== Prompt ==
A faithful, complete copy of the entries is the sole expected answer.

== Supplied material ==
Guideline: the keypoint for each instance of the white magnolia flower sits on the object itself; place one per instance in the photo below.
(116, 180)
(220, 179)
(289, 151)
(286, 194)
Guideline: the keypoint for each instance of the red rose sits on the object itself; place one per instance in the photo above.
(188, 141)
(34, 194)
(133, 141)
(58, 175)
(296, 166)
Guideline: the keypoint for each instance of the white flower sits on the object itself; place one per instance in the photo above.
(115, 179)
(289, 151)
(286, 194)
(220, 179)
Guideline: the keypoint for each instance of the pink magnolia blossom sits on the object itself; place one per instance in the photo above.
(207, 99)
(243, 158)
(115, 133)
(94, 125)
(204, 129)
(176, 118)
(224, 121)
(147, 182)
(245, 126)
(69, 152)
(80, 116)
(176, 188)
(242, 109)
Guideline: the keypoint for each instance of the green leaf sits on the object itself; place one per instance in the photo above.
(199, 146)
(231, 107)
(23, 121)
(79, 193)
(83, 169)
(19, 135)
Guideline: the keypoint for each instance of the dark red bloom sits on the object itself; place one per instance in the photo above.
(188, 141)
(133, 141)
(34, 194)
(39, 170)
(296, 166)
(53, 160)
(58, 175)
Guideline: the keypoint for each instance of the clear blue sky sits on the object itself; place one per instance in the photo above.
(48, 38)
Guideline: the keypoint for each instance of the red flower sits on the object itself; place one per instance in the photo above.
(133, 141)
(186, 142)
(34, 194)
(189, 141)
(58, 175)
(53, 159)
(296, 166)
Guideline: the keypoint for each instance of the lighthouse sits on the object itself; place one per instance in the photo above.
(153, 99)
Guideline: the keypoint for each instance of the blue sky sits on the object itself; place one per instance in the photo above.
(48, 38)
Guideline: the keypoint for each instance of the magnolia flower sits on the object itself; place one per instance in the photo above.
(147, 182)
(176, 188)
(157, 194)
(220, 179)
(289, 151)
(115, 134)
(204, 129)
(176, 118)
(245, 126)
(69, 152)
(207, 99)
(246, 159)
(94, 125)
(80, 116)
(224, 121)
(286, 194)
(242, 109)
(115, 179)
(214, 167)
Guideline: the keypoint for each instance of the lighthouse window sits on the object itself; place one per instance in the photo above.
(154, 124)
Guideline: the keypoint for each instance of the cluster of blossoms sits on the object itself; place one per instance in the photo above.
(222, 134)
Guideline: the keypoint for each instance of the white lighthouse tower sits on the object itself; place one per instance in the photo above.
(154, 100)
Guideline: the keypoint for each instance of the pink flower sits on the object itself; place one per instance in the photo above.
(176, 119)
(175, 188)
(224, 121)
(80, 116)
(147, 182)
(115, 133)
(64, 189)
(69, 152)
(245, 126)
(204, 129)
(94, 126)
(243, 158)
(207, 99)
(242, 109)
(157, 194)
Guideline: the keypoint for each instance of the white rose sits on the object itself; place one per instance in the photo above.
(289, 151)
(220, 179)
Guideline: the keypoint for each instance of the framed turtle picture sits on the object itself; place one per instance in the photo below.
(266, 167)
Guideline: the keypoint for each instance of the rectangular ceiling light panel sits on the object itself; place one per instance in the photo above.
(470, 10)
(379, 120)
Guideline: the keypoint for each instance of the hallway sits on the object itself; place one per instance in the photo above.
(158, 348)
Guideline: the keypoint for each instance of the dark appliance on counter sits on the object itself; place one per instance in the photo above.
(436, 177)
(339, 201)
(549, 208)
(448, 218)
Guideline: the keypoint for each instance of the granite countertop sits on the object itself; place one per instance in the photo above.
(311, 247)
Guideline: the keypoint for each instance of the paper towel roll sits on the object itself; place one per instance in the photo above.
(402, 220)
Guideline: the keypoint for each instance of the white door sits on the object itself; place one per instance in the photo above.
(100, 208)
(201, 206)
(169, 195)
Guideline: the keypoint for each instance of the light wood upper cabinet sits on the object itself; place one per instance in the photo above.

== Response to the task ==
Guideline: the keypoint for each instance of the white magnolia flower sits on the object itself; place one per instance in the photo below.
(116, 180)
(220, 179)
(289, 151)
(286, 194)
Guideline: the keypoint for each instance of the red rose sits on the object itself; place one per instance in the photo above.
(188, 141)
(34, 194)
(133, 141)
(58, 175)
(296, 166)
Guideline: the keypoint for each instance of the white flower sits on the object itself; place one per instance in the photo above.
(115, 179)
(289, 151)
(286, 194)
(220, 179)
Guideline: the keypoint for each instance of the pink magnolia blossom sits on the object itself; place one per instance in the photo above.
(207, 99)
(243, 158)
(115, 133)
(94, 125)
(204, 129)
(176, 118)
(224, 121)
(147, 182)
(245, 126)
(69, 152)
(80, 116)
(176, 188)
(242, 109)
Guideline: the keypoint for each instance of the green leaf sits on the object itself; place one per instance in the photo above.
(199, 146)
(231, 107)
(23, 121)
(79, 193)
(83, 169)
(19, 135)
Guideline: the keypoint for each instance of the dark red bloom sits on the object itself; place one per instance in the photo above.
(188, 141)
(133, 141)
(34, 194)
(39, 170)
(296, 166)
(53, 160)
(58, 175)
Guideline: the keypoint for each instance of the clear blue sky sits on the object itself; place one per instance in the photo above.
(48, 38)
Guideline: the keypoint for each instance of the red flower sits on the object itself; place one per instance in the photo above.
(133, 141)
(186, 142)
(34, 194)
(189, 141)
(58, 175)
(53, 159)
(296, 166)
Guideline: the keypoint for each instance of the lighthouse sits on the object itself; place one per instance in the photo above.
(153, 99)
Guideline: the keypoint for each instance of the blue sky sits on the object itself; place one per instance in the photo above.
(48, 38)
Guideline: the keypoint for each instance of the magnolia flower sits on the object itself; place one per instance in the photo above.
(147, 182)
(176, 188)
(157, 194)
(220, 179)
(289, 151)
(115, 134)
(204, 129)
(176, 118)
(245, 126)
(69, 152)
(207, 99)
(246, 159)
(94, 125)
(80, 116)
(224, 121)
(286, 194)
(242, 109)
(115, 179)
(214, 167)
Guideline: the keypoint for each instance of the lighthouse window sits on the object itself; place one per instance in the photo above.
(154, 124)
Guideline: the keypoint for each instance of the cluster of blossoms sits on the object itself; place one per instance in the photo above.
(222, 134)
Guideline: the keypoint for each instance of the white lighthouse tower sits on the object itself; place one per instance in the photo above.
(154, 100)
Guideline: the keypoint for each instance of the pink flower sits on the object itself; place one per instance in the photo above.
(176, 119)
(175, 188)
(224, 121)
(80, 116)
(147, 182)
(115, 133)
(64, 189)
(69, 152)
(245, 126)
(204, 129)
(94, 126)
(243, 158)
(207, 99)
(242, 109)
(157, 194)
Guideline: the keypoint for each instance of the white rose sits on the object itself; place one per instance in the photo above.
(289, 151)
(220, 179)
Guideline: the keypoint for each instance of the framed turtle picture sits on the object itself; place one per instance in the photo below.
(266, 167)
Guideline: the keypoint for each instance of the rectangular ceiling light panel sits on the object itself; place one per instance in the photo above.
(470, 10)
(379, 120)
Guideline: the keypoint for each instance of the hallway sits on the object itself; place one per instance in the photo above.
(158, 348)
Guideline: the keypoint for each instance of the dark appliance on counter sits on the object itself; place one per instance in the photo above.
(436, 177)
(339, 201)
(549, 208)
(448, 218)
Guideline: the keypoint for each instance of the granite countertop sits on the object itself; place one per instance in the photo above.
(311, 247)
Guideline: the keypoint for each instance of the paper towel roll sits on the object itself; place one per instance in the photo above.
(402, 220)
Guideline: the keypoint for each instance of the white door sits on the object itself; place one per instance in the photo above.
(100, 208)
(201, 206)
(169, 195)
Guideline: the keypoint for each instance of the light wood upper cabinet sits on the object itself; place one per instance in the photo above.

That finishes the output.